▶ **EXERCISE REQUIREMENTS**
The expected output is the set of lines below beginning at the one that contains "Where can the frost" and ending at the final line, reproduced exactly.

▶ **Collected data**
◆ ◆ ◆ ◆ ◆

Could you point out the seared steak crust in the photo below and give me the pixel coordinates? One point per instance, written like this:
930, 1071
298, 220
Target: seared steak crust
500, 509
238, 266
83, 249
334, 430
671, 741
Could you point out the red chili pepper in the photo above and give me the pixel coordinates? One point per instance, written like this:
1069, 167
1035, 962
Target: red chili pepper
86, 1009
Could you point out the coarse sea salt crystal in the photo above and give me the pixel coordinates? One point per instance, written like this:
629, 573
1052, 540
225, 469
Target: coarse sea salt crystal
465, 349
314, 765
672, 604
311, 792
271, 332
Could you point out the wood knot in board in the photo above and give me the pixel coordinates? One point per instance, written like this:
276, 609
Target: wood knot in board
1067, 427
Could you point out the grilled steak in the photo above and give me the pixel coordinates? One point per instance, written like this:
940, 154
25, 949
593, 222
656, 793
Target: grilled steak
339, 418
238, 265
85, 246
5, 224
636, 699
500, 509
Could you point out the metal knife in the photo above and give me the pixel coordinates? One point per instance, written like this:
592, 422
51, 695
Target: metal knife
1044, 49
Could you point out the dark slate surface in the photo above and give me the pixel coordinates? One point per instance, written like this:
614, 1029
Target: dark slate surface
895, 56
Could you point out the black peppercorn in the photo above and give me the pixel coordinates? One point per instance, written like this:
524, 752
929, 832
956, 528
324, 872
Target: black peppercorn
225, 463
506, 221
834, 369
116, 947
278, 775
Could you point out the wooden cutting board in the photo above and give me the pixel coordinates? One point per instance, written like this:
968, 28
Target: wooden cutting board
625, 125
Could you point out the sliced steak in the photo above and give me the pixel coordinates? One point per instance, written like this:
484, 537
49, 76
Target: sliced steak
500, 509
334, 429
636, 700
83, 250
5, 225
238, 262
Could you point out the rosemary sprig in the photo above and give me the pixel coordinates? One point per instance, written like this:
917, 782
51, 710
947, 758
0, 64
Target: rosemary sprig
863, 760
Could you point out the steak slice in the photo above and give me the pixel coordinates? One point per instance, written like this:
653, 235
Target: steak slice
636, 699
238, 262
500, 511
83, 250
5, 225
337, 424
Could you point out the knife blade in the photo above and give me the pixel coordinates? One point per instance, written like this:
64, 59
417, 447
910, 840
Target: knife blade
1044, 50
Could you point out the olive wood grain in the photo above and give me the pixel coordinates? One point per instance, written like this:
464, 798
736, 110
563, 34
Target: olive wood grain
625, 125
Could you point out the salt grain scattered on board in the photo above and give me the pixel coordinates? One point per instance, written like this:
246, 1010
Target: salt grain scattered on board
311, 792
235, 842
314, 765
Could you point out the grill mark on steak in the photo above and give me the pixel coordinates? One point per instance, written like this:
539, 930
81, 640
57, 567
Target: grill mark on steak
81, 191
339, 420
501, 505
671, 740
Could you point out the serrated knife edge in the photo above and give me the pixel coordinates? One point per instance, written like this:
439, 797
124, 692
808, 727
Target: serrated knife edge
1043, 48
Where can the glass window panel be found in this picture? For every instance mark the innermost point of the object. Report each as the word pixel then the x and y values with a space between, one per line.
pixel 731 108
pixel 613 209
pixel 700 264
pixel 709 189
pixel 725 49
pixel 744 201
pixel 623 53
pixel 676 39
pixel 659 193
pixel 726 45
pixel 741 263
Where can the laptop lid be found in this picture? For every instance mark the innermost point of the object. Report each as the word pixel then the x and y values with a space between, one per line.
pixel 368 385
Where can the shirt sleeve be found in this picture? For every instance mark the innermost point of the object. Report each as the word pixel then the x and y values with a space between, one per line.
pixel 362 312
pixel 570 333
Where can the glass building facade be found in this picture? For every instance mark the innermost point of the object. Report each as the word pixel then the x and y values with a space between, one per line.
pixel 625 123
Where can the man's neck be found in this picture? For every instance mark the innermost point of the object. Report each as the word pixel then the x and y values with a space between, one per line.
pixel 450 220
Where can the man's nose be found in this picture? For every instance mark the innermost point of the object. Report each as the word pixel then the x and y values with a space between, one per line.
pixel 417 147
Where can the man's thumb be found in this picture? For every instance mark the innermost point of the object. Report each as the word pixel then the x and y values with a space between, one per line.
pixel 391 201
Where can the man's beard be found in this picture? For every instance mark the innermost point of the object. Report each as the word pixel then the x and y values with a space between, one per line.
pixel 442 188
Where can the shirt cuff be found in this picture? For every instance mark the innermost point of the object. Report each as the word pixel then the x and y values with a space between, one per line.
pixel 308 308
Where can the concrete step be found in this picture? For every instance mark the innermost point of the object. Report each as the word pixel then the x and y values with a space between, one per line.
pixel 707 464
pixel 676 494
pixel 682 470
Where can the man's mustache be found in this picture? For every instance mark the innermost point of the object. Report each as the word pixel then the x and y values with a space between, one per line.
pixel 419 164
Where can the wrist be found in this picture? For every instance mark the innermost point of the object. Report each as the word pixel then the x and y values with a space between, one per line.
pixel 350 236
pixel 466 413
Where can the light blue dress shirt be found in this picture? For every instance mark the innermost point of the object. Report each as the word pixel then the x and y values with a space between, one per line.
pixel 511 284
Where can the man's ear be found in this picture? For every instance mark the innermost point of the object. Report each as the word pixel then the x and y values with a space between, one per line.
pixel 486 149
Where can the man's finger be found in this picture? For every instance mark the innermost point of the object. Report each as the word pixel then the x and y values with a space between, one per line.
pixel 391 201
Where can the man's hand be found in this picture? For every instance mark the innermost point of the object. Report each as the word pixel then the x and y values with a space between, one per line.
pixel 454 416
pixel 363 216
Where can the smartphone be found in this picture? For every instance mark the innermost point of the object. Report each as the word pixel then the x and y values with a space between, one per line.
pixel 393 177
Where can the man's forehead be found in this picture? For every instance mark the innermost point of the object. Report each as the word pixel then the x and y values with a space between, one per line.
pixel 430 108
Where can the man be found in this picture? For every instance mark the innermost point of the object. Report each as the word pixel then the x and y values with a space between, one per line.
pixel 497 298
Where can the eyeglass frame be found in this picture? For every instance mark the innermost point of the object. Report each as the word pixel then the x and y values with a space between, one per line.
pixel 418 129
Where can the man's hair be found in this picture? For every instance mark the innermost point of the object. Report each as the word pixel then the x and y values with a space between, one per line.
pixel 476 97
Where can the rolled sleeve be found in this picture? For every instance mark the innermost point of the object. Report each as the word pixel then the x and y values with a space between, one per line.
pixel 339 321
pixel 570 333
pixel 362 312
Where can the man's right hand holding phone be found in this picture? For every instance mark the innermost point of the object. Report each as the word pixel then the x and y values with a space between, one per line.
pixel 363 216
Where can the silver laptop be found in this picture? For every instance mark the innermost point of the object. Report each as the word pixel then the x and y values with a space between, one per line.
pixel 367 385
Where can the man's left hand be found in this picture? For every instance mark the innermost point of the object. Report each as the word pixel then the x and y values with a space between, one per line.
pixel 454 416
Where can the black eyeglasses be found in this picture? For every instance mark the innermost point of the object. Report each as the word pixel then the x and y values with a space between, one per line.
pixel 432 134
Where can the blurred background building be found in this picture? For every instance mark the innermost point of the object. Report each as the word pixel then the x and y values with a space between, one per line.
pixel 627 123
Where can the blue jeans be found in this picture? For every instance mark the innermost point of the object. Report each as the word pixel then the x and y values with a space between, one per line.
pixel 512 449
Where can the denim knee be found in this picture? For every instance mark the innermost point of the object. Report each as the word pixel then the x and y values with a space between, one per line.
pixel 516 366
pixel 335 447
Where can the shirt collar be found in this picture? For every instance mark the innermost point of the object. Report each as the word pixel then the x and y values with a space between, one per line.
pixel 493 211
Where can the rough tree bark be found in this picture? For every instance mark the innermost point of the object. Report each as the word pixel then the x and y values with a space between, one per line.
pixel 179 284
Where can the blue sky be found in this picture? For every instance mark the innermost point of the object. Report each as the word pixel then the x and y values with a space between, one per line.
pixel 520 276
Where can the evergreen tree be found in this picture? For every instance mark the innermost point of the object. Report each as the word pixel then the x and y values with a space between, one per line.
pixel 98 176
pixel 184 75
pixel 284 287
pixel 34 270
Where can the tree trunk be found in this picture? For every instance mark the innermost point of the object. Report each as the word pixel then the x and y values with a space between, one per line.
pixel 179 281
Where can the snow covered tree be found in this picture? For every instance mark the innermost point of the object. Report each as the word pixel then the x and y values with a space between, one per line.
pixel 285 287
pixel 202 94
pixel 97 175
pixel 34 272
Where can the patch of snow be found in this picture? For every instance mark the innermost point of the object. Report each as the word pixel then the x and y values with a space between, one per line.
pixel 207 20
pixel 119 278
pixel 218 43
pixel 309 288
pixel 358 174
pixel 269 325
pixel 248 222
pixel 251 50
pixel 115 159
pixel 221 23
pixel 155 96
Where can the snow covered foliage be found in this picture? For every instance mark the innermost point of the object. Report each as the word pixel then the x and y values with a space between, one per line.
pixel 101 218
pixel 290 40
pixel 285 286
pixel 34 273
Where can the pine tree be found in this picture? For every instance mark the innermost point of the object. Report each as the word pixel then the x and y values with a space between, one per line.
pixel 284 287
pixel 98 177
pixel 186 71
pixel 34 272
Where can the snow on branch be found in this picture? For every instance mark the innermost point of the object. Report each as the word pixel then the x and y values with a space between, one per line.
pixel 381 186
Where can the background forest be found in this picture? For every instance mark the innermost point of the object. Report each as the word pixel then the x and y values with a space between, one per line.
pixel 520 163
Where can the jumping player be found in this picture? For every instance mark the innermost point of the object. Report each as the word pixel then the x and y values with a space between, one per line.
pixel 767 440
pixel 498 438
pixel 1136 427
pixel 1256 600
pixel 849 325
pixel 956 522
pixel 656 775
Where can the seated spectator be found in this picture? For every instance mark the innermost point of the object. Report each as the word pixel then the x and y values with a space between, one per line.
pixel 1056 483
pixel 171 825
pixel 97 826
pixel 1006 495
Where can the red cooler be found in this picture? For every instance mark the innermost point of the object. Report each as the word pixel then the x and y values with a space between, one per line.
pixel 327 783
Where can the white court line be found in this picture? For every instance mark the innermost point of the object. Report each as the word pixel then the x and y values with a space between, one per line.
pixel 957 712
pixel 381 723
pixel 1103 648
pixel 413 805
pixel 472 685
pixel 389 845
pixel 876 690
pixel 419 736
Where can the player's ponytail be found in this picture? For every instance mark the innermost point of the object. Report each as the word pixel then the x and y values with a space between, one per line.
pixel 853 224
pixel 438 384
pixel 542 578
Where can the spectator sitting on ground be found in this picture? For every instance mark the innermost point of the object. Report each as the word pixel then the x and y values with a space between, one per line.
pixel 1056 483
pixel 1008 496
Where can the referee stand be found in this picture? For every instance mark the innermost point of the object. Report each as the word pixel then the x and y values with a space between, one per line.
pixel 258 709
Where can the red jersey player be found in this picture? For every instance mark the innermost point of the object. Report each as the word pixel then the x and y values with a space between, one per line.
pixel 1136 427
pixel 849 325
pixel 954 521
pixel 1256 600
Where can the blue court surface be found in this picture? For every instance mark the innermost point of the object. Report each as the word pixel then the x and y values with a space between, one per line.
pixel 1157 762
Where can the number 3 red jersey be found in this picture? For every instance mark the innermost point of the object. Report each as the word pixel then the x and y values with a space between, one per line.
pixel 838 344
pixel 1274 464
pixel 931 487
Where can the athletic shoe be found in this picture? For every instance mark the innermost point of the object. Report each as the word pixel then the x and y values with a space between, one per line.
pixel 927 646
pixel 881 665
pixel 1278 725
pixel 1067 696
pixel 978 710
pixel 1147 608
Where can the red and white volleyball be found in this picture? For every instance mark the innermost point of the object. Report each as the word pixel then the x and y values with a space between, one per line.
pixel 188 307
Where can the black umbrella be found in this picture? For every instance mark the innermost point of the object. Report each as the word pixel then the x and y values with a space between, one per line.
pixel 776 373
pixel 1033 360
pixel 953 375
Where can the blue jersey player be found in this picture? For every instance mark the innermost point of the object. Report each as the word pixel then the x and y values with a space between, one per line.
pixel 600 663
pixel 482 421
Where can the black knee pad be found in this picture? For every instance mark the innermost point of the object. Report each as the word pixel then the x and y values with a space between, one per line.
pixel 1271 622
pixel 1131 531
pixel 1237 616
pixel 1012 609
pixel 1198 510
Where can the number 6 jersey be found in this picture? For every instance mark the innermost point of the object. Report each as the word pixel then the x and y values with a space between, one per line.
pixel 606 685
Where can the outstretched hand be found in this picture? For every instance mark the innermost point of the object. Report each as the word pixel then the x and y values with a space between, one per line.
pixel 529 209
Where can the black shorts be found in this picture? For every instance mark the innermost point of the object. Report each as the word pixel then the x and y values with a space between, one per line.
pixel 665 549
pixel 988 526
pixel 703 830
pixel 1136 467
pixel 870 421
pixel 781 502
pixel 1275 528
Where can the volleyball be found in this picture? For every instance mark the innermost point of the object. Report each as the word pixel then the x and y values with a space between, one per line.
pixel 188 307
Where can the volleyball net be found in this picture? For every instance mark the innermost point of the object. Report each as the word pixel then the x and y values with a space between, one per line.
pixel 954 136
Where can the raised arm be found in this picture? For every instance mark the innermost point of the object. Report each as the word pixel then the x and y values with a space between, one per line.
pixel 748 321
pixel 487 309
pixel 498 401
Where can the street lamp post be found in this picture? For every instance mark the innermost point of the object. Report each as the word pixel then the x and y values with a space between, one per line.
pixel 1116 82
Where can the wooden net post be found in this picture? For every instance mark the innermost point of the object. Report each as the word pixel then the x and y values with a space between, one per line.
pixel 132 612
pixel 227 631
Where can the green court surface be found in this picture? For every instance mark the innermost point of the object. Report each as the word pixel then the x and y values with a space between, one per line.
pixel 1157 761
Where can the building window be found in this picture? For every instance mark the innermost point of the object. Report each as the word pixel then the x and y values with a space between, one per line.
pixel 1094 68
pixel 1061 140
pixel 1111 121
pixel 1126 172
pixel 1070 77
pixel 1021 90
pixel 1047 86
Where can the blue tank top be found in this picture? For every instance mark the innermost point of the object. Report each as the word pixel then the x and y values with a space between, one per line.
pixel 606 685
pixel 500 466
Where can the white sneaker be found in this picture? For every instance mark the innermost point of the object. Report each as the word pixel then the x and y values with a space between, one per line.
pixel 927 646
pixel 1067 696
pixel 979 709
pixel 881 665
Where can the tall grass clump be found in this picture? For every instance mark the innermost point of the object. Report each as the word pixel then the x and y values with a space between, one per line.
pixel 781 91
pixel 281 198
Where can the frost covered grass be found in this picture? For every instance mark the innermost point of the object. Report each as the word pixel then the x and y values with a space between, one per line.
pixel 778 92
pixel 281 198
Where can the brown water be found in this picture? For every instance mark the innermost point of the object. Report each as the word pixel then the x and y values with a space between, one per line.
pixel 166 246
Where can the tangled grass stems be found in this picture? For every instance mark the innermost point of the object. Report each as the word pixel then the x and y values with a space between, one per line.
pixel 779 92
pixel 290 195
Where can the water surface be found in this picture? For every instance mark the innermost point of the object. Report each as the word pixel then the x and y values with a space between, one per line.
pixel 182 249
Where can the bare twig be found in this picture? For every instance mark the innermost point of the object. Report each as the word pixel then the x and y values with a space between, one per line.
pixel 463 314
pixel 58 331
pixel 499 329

◆ ◆ ◆ ◆ ◆

▶ **RESPONSE TO THE EXERCISE**
Where can the frost covered grass be found in this picture? For every instance mark the innermost point of the object. Report each as the word pixel then the x and y values with a space between, one per line.
pixel 778 92
pixel 281 198
Where can the brown water be found in this picture? For every instance mark the innermost point of the object. Report each as the word pixel then the x and y values with a space between, one per line.
pixel 166 246
Where can the tangled grass stems be found in this picture? For every instance mark the innermost point of the object. Report each as the word pixel then the x and y values with a space between, one per line.
pixel 779 92
pixel 290 195
Where can the water surface be found in this picture? For every instance mark the innermost point of the object. Report each as the word pixel then the x and y values with a space between, one per line.
pixel 182 249
Where can the bare twig be found in this picture? For every instance mark the innermost point of the object. Report each as the word pixel then the x and y values with a space between, one per line.
pixel 463 314
pixel 58 331
pixel 499 329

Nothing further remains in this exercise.